- [Instruction]: Please reproduce the records below word for word, leaving out the pictures.

- [Records for this task]:
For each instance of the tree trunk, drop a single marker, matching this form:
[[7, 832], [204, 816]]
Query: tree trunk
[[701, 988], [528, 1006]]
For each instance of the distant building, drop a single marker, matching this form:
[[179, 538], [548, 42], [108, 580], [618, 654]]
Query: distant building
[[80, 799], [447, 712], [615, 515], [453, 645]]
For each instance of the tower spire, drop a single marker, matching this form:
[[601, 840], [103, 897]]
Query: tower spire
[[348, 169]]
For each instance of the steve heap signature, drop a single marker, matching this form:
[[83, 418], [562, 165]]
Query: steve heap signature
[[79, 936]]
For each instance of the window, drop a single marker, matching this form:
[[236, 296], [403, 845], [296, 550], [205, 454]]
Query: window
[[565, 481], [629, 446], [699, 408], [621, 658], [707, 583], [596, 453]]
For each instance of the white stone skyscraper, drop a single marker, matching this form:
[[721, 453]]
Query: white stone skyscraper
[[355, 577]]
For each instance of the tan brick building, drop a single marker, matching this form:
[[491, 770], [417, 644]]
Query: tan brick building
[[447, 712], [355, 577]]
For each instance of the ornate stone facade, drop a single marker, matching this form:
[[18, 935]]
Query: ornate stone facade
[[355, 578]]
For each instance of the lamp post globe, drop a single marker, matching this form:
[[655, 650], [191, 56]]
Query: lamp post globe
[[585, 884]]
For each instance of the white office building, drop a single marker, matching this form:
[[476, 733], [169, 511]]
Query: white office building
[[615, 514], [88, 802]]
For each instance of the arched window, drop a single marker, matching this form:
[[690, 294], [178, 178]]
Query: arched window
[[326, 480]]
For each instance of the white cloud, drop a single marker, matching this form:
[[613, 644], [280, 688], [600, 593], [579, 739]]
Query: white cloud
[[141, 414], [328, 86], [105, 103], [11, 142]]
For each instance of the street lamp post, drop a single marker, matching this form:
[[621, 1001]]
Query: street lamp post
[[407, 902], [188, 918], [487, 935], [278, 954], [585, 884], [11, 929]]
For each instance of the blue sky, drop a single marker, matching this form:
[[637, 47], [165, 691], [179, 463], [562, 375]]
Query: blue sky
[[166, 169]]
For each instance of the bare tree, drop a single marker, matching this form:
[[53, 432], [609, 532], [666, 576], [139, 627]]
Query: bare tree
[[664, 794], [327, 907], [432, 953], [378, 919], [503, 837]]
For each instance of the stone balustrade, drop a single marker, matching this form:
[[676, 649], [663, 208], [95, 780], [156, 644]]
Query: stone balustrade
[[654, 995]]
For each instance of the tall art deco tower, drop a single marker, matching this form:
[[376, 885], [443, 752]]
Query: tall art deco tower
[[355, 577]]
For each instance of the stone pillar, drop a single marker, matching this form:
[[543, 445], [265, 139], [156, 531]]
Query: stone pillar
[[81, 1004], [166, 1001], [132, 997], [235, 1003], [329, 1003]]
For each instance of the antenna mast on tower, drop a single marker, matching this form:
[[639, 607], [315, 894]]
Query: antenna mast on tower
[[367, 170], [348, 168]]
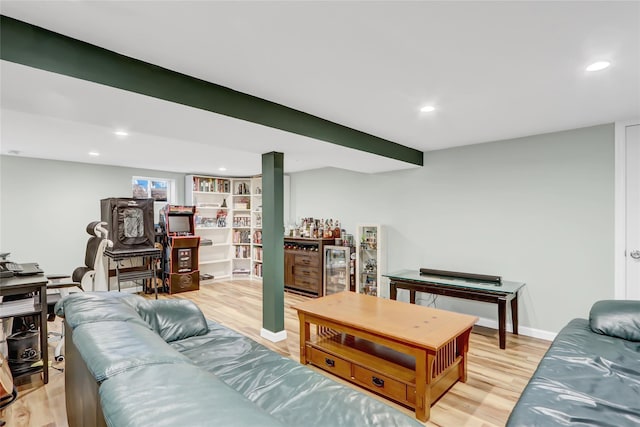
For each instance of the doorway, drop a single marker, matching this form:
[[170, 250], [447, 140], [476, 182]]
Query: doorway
[[627, 210]]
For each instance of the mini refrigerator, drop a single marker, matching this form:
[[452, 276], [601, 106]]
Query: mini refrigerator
[[336, 269]]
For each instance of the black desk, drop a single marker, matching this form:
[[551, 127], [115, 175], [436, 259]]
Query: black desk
[[150, 273], [461, 288], [28, 306]]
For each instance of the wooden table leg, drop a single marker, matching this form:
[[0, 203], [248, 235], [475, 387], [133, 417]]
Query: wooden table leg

- [Worked solution]:
For each instance of the tree trunk, drop a single marker, matching this form:
[[7, 832], [204, 816]]
Query: tree trunk
[[701, 988], [528, 1006]]
For each instance of the distant building, drop a single marker, matching this form:
[[179, 538], [548, 42], [108, 580], [618, 654]]
Query: distant building
[[80, 799], [447, 712], [615, 515], [453, 645]]
For each instance of the tower spire, drop a single marker, matching this form:
[[601, 840], [103, 897]]
Query: tower spire
[[348, 169]]
For each instance of the steve heap signature, drop a single marker, matching this form:
[[83, 418], [562, 165]]
Query: steve heap signature
[[79, 936]]
For each instance of the window, drop a single marker, matching this form:
[[236, 296], [403, 845], [296, 550], [205, 454]]
Query: window
[[565, 481], [629, 446], [699, 408], [621, 658], [707, 583], [596, 453]]
For each instance of the white stone skyscraper, drop a single marker, matching this form:
[[721, 453]]
Query: white stone skyscraper
[[355, 577]]
For each instance of the tan brick building, drop a single marker, matching this form:
[[491, 770], [417, 644]]
Query: tan brick building
[[447, 712], [355, 577]]
For each instance of the ornate stone facade, drop a single marker, matching this form:
[[18, 935]]
Query: ornate stone facade
[[355, 578]]
For each instance of the lamp post globe, drop a single marker, matching this form:
[[655, 650], [191, 56]]
Query: lamp post globe
[[585, 884]]
For each instance of the white office building, drop a single marker, matching this form:
[[476, 733], [169, 511]]
Query: white office building
[[615, 514], [88, 802]]
For each instance of the arched window, drop a single marker, matching this form:
[[690, 294], [178, 178]]
Query: arched window
[[326, 480]]
For each instance of the white cloud, drop a single marker, matching this form:
[[613, 644], [280, 688], [600, 593], [579, 739]]
Query: white cloud
[[141, 414], [328, 86], [105, 103], [11, 142]]
For each instance of the street lamp post, drop a single marker, matching this form:
[[621, 1001]]
Query: street lamp post
[[407, 902], [188, 918], [487, 935], [278, 954], [585, 884], [11, 929]]
For each instance of the blue sky, drop a single marker, matching this form:
[[637, 47], [165, 691], [179, 463], [562, 375]]
Query: blue sky
[[166, 169]]
For each instance of the bare tree, drop a single marker, matching this form:
[[53, 432], [609, 532], [666, 576], [139, 627]]
Query: bare tree
[[664, 794], [327, 907], [432, 953], [378, 919], [503, 837]]
For each instance of the stone balustrade, drop a single marker, matching this form:
[[676, 649], [663, 208], [95, 780], [156, 644]]
Query: stone balustrade
[[654, 995]]
For each instance of the tall art deco tower, drop a single marker, matching this form:
[[376, 885], [443, 752]]
Query: tall art deco tower
[[355, 577]]
For each instance of the stone pillar, drop a single marker, matching this form:
[[543, 445], [265, 139], [156, 531]]
Query: stone pillar
[[81, 1004], [166, 1001], [132, 997], [235, 1003], [329, 1003]]
For each instance of the antenna mast on tower, drop a single marker, matching this form:
[[639, 607], [315, 894]]
Query: antenna mast on tower
[[367, 170], [348, 168]]
For each instance of the doorway, drop a single marker, matching this form:
[[170, 250], [447, 140], [476, 182]]
Query: doorway
[[627, 210]]
For each instance of the mini refrigerator, drop a single marker, matching this form:
[[452, 276], [601, 106]]
Query: mini refrigerator
[[336, 269]]
For each instance of the black desk, drop a single marker, matching this form:
[[551, 127], [115, 175], [436, 259]]
Query: black desk
[[150, 273], [461, 288], [28, 306]]
For each instance of the wooden table leg, drop a single marker, matching this form:
[[0, 203], [248, 235], [475, 387], [133, 417]]
Query: wooden table leg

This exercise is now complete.